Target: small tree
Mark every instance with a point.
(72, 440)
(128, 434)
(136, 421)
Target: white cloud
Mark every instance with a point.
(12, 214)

══════

(TRY IT) Retype all of the material above. Do not alter a single word.

(ANSWER SECTION)
Target: small tree
Mark every instance with a point.
(72, 440)
(128, 434)
(136, 421)
Target: white cloud
Mark every instance with a point.
(12, 214)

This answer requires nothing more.